Estrai dal commento al vangelo di Luca il passo che parte dalle parole "Luca 2, 21-32" e si chiude dopo "bambino come gli altri.". Riportalo senza alcuna modifica.

* BRANO FORNITO:

+++

Luca 2, 21-32
Il vangelo di Luca ci dice due cose apparentemente contraddittorie sul piccolo Gesù. Solo apparentemente.
La prima è che Gesù era un bambino normale, come gli altri. Un bambino inserito in una famiglia e in una tradizione etnico-religiosa. Gesù è un neonato ebreo e, come tutti i neonati ebrei, deve essere circonciso.
Angeli, pastori, nascita miracolosa, figlio di Dio. Niente, niente di tutto questo è sufficiente a negare a Gesù il diritto e il dovere di seguire le usanze del suo popolo. È scritto nella Legge di Mosè, e Giuseppe e Maria portano il piccolo Gesù a Gerusalemme, al Tempio, per presentarlo al Signore, per consacrarlo a Dio.
Se ci pensiamo un attimo è curioso: che senso ha presentare a Dio il Figlio di Dio? Il senso è che, per quanto speciale, anzi specialissimo, Gesù era un bambino come gli altri.
Questa è la prima cosa. La seconda è che, per quanto normale, Gesù era speciale. Il piccolo Gesù non doveva apparire così diverso dagli altri neonati che venivano presentati al tempio. Chissà quanti ne vedevano, lì al Tempio. La storia raccontata da Luca ci dice che c’era un uomo, di nome Simeone, un uomo anziano, che aspettava di vedere la salvezza d’Israele. Il suo ruolo sembra essere analogo a quello del marinaio che aspetta nella coffa dell’albero maestro di vedere per primo la terra. Gesù era la terra promessa che Simeone aspettava di scorgere per primo.
Ecco le due cose apparentemente contraddittorie: Gesù era un bambino come gli altri, Gesù era diverso dagli altri bambini. Dicevamo, apparentemente. La teologia cristiana si spiega questa contraddizione con l’incarnazione. In Gesù la natura umana co-esiste con la natura divina, la normalità e la straordinarietà convivevano. E questo è il dogma, questo è uno dei fondamenti della fede cristiana.

+++

Record del dataset di annotazione a punti:
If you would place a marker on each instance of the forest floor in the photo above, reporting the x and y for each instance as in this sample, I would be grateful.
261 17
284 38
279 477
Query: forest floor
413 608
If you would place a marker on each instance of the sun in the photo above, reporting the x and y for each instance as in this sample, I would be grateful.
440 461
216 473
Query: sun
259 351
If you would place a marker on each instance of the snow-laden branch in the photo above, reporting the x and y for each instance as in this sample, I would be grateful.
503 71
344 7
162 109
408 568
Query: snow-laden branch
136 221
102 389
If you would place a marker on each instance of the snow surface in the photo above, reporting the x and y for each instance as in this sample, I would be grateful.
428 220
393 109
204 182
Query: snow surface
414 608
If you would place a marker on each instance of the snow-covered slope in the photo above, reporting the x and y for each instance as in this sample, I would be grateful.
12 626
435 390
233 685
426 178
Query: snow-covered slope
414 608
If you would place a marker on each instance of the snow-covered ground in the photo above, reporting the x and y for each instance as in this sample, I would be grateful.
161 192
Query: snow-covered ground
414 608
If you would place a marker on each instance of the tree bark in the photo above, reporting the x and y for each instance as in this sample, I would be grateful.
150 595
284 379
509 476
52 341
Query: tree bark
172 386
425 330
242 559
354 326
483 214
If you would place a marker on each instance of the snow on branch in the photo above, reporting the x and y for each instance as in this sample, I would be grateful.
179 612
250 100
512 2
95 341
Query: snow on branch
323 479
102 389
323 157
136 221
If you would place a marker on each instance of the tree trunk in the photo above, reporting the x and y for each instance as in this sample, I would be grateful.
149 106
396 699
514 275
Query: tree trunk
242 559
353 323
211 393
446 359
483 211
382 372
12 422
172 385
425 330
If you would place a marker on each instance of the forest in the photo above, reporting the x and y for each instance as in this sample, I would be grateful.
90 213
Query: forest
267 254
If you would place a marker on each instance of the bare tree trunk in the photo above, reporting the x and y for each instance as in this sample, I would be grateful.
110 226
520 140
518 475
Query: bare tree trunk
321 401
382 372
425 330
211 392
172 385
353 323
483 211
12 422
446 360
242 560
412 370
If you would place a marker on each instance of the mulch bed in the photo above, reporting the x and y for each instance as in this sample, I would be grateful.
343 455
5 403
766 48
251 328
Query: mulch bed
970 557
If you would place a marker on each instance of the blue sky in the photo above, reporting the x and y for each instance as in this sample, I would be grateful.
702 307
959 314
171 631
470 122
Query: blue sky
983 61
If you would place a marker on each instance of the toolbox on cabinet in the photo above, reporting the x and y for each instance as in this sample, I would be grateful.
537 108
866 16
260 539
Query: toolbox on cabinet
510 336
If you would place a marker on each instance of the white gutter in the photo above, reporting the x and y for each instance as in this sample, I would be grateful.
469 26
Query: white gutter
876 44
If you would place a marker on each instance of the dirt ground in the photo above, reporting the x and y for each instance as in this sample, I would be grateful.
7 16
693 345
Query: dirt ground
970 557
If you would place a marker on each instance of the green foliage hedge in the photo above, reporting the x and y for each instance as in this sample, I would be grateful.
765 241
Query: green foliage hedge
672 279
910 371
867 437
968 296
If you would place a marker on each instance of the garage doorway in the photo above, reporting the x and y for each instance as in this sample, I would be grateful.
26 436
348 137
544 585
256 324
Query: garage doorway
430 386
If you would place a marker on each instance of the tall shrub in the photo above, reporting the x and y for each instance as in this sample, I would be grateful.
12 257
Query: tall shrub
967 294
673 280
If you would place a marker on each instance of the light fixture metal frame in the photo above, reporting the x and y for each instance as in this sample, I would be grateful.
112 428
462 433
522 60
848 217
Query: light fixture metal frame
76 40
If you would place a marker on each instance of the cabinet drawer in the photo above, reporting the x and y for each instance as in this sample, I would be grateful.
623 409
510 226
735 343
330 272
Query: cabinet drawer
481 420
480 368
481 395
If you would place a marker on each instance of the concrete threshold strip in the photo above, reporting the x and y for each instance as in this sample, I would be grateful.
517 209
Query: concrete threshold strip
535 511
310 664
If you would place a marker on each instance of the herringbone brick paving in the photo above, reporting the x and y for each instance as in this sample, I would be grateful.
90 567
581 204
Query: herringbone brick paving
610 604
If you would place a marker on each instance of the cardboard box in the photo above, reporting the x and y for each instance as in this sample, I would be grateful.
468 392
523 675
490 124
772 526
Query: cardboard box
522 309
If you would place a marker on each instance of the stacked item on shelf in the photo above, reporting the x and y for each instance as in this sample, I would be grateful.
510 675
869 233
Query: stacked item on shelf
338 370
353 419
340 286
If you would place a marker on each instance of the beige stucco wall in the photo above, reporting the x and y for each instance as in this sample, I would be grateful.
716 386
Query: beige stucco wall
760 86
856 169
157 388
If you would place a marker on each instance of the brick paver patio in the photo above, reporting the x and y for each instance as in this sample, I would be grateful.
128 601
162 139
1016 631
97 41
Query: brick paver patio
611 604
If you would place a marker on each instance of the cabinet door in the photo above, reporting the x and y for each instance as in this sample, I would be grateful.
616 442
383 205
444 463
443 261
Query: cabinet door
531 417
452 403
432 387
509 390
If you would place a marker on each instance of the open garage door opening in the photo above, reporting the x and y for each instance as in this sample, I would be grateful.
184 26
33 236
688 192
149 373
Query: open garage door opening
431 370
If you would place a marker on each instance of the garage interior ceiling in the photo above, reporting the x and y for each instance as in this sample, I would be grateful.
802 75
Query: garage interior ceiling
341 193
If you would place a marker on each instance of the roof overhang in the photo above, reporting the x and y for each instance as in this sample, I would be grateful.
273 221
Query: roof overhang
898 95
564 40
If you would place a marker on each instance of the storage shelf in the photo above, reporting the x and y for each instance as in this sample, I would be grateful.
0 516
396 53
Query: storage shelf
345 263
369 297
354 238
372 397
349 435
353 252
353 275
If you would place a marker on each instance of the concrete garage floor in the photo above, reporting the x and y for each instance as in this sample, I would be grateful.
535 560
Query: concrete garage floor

+++

* RISULTATO ESERCIZIO:
Luca 2, 21-32
Il vangelo di Luca ci dice due cose apparentemente contraddittorie sul piccolo Gesù. Solo apparentemente.
La prima è che Gesù era un bambino normale, come gli altri. Un bambino inserito in una famiglia e in una tradizione etnico-religiosa. Gesù è un neonato ebreo e, come tutti i neonati ebrei, deve essere circonciso.
Angeli, pastori, nascita miracolosa, figlio di Dio. Niente, niente di tutto questo è sufficiente a negare a Gesù il diritto e il dovere di seguire le usanze del suo popolo. È scritto nella Legge di Mosè, e Giuseppe e Maria portano il piccolo Gesù a Gerusalemme, al Tempio, per presentarlo al Signore, per consacrarlo a Dio.
Se ci pensiamo un attimo è curioso: che senso ha presentare a Dio il Figlio di Dio? Il senso è che, per quanto speciale, anzi specialissimo, Gesù era un bambino come gli altri.